(Records contained in a dataset)

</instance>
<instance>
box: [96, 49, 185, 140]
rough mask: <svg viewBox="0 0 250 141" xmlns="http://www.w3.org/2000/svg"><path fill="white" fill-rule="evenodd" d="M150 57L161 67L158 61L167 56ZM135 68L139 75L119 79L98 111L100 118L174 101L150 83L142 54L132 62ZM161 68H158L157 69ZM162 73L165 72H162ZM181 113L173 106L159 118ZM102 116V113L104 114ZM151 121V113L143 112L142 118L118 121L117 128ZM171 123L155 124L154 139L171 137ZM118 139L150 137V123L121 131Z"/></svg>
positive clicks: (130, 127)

[EXERCISE AIM] Copy the line containing "rough mask: <svg" and every line after it, through the last line of the records. Include nothing else.

[EXERCISE OUTPUT]
rough mask: <svg viewBox="0 0 250 141" xmlns="http://www.w3.org/2000/svg"><path fill="white" fill-rule="evenodd" d="M150 57L161 67L158 61L167 56ZM135 68L139 75L119 79L98 111L100 118L174 101L150 83L142 54L132 62ZM161 68H158L157 69ZM162 73L165 72H162ZM181 113L173 106L159 118ZM102 116V113L104 114ZM151 121V113L143 112L142 118L118 121L117 128ZM171 123L155 124L154 139L171 137ZM118 139L150 137V123L121 131Z"/></svg>
positive clicks: (130, 127)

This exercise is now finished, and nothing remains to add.